[BEGIN READING PASSAGE]

Entrepreneurial Spirit Has Abandoned Non-Urban America: Bug or Feature?
Imagine what will happen to flyover country under even more wage regulations.
Pretty much every story describing the state of the American economy these days has a subtextual—if not outright stated—message: "This is why Donald Trump is happening." So it goes with a new report mapping out how America has recovered from the recession of the last decade. We are seeing significant fracture between urban areas and non-urban or rural environments when looking at the creation of new businesses. Entrepreneurship is becoming increasingly consolidated in major city centers. And even after the economy began recovering, new business creation did not return to previous levels in less-populated environments.
The report is by the Economic Innovation Group, a pro-entrepreneurship advocacy group. Their report, the "New Map of Economic Growth and Recovery," shows that the creation of new businesses in general has plunged compared to previous years going back to 1992. And yes, that includes previous smaller recessions like the dot-com bust. Their numbers show more new firms being created in 2001 and 2002 than in 2012 and 2013.
The report has a big focus on geography, and what it shows is that to the extent that new business creation has recovered, it has done so in a smaller number of areas than in previous examples of economic recovery. They've determined that fully half of new businesses established in the United States between 2010 to 2014 were in only 20 counties. And, of course, these are generally not counties out in the sticks. These are counties that are connected to major metropolitan areas. And while one might assume that areas with higher populations would naturally be responsible for creating more new firms, this is still a massive narrowing of opportunity. In the mid-'90s, half of all new businesses were scattered across 125 counties. Just prior to the burst of the housing bubble, half of new businesses were scattered to 64 counties.

[END READING PASSAGE]

TASK 1:
Answer these questions about the article on new business creation:
(a) What kind of organization is the Economic Innovation Group described as?
(b) Between 2010 and 2014, half of new U.S. businesses were established in how many counties?
(c) In the mid-'90s, half of all new businesses were scattered across how many counties?

[BEGIN GIVEN RECORDS]

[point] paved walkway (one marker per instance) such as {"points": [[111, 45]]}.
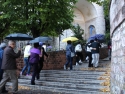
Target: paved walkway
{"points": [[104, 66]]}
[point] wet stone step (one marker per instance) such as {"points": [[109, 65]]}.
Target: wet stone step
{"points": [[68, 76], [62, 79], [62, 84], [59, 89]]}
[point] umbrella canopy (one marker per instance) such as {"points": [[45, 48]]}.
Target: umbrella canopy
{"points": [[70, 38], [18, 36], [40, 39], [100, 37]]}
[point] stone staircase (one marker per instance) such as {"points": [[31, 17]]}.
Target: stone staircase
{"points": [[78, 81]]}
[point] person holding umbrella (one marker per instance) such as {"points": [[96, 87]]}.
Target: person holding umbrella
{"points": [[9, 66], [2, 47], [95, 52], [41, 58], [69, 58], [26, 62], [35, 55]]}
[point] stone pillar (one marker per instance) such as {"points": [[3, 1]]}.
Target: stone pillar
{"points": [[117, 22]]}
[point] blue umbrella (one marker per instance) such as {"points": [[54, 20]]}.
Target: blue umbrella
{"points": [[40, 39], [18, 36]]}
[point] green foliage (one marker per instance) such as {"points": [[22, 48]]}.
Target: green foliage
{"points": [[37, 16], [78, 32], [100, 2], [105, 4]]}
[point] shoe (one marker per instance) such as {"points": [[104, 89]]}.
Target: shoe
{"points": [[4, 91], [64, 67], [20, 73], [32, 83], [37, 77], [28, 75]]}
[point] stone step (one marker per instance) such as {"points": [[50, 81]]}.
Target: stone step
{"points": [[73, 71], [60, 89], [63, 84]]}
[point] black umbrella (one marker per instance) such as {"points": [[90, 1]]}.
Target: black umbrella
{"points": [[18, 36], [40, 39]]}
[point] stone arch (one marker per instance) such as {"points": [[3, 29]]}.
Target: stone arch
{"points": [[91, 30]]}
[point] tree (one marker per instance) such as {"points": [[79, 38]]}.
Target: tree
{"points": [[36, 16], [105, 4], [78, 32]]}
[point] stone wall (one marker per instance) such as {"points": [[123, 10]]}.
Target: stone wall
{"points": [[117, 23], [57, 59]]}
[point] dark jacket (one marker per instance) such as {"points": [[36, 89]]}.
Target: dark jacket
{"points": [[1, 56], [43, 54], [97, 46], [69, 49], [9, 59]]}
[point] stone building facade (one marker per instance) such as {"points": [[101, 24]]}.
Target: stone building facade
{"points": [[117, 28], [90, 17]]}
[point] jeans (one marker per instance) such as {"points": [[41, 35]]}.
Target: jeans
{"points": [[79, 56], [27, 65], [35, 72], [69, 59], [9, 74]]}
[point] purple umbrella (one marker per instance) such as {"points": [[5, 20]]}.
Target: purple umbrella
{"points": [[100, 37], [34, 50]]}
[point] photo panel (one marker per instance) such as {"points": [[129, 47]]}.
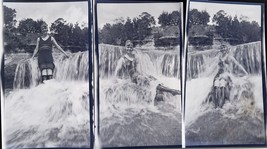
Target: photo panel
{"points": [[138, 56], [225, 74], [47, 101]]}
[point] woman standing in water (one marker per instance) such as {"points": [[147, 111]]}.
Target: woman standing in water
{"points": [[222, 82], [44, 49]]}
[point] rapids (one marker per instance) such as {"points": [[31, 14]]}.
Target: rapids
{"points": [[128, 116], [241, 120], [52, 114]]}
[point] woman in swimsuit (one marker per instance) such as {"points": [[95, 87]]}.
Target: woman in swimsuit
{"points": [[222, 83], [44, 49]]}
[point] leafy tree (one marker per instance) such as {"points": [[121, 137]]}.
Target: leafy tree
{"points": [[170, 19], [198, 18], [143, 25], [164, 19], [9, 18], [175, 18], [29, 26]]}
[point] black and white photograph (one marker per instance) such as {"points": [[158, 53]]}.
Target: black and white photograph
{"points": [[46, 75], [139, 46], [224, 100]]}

[END GIVEN RECORDS]

TASK 2:
Reproduce the part of the listing that opens with the line containing "[point] photo panel" and runs through the end of the listing. Omit the pictures.

WORKED SOLUTION 1:
(a) A pro-entrepreneurship advocacy group.
(b) Only 20 counties.
(c) 125 counties.

WORKED SOLUTION 2:
[point] photo panel (one marker per instance) such as {"points": [[129, 47]]}.
Target: photo panel
{"points": [[138, 56], [225, 74], [47, 101]]}
[point] woman standing in water (one marker per instance) such as {"points": [[147, 111]]}.
Target: woman standing in water
{"points": [[222, 82], [44, 49]]}
[point] rapids (one marker per instance) such as {"points": [[31, 14]]}.
Target: rapids
{"points": [[128, 116], [241, 120], [52, 114]]}
[point] woman in swimsuit (one marker per instance) such as {"points": [[95, 87]]}.
Target: woman in swimsuit
{"points": [[222, 83], [44, 49]]}
[point] leafy tree (one marker per instance) such as {"points": [[121, 137]]}.
Target: leafy tree
{"points": [[170, 19], [198, 18], [143, 25], [164, 19], [9, 18], [175, 18], [29, 26]]}
[point] black and white photograph (one marker per instance) such as {"points": [[158, 53]]}.
Target: black and white photograph
{"points": [[46, 75], [139, 46], [224, 100]]}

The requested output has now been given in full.